Recorded data:
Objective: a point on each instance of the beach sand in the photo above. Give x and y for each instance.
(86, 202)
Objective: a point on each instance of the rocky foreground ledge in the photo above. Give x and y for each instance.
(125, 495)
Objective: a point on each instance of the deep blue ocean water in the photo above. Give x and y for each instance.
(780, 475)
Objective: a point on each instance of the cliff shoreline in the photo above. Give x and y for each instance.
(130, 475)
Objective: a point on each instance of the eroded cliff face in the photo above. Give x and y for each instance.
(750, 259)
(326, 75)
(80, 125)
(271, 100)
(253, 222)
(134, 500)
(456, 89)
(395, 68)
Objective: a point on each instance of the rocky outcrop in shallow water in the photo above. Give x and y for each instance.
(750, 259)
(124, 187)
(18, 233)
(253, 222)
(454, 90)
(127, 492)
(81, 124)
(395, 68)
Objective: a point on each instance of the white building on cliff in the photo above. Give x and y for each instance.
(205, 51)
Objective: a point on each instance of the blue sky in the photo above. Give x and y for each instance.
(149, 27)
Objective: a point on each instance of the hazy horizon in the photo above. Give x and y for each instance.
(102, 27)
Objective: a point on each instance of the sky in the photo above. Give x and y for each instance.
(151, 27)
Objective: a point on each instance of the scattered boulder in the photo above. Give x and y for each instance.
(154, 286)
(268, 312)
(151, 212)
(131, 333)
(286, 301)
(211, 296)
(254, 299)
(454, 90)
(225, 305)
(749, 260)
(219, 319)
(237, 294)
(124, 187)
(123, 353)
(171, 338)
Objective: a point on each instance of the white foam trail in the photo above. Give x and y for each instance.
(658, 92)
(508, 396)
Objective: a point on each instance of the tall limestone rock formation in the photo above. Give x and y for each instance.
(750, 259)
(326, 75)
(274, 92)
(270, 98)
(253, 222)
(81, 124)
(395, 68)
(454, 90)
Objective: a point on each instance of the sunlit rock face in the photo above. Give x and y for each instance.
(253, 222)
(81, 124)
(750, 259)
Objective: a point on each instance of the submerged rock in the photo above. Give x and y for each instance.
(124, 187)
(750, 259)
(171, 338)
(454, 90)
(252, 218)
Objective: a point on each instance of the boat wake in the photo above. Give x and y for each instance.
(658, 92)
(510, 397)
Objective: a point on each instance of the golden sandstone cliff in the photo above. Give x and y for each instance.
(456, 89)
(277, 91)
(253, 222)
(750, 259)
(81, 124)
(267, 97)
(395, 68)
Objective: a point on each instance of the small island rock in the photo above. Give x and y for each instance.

## REQUIRED WORK
Quote the material above line for line, without changing anything, from its first line through its last.

## EXERCISE RESULT
Objective: a point on each instance of the beach sand in the photo above. Give x and y for each instance.
(86, 202)
Objective: a point on each instance of the rocky foreground ledge in the photo above. Give x and y for each instance.
(125, 495)
Objective: a point on each instance of the deep blue ocean water in the photo above. Give x and y for each instance.
(780, 475)
Objective: a point on each instance of the cliff shoreline in the photo above. Give x and y for each instance.
(130, 475)
Objective: a point on each instance of the eroded cliff face in the photo above. Give x and y for each instance.
(750, 259)
(326, 75)
(80, 125)
(271, 100)
(253, 222)
(134, 500)
(456, 89)
(395, 68)
Objective: a point on each instance of the rocky outcrop in shallow water in the photo above. Give x and y for each instance.
(750, 259)
(124, 187)
(18, 233)
(253, 222)
(454, 90)
(127, 492)
(81, 124)
(395, 68)
Objective: a point on each instance of the white building on cliff in the photo above. Give x and y for each instance.
(205, 51)
Objective: a point on each instance of the blue sky in the photo above. Give x and y for each instance.
(149, 27)
Objective: a point on each instance of the hazy horizon in the photo above. Give x and y for each instance.
(102, 27)
Objective: a point on each instance of the sky in the photo above. Give x and y for each instance.
(151, 27)
Objective: a point on each instance of the scattered boulder in the photo above. Give x and y for each instance.
(154, 286)
(268, 312)
(151, 212)
(131, 333)
(286, 301)
(211, 296)
(254, 299)
(454, 90)
(225, 305)
(749, 260)
(219, 319)
(237, 294)
(124, 187)
(123, 353)
(171, 338)
Objective: a point on each instance of the white foam trail in the photo above. Give x and y for each instance.
(658, 92)
(508, 396)
Objective: a point on each instance of the tall limestone rock formation in the photo above. Give x and y for each instance.
(750, 259)
(326, 75)
(274, 92)
(270, 98)
(253, 222)
(81, 124)
(395, 68)
(454, 90)
Objective: a point on each instance of the sunlit rock face in the photo above. Give x and y for each instance.
(253, 222)
(81, 124)
(750, 259)
Objective: a point on each instance of the submerged rock in the photo above. Give x and y for each instance.
(124, 187)
(750, 259)
(171, 338)
(454, 90)
(252, 218)
Objective: a point on each instance of the boat wake in the photo above. Give x and y for each instance.
(658, 92)
(510, 397)
Objective: a point on each instance of the golden sandstone cliff in the photo above. Give x and y for each instance.
(456, 89)
(277, 91)
(253, 222)
(750, 259)
(81, 124)
(267, 97)
(395, 68)
Objective: a point on each instance of the small island rock in the photo above. Give x and y for each instance.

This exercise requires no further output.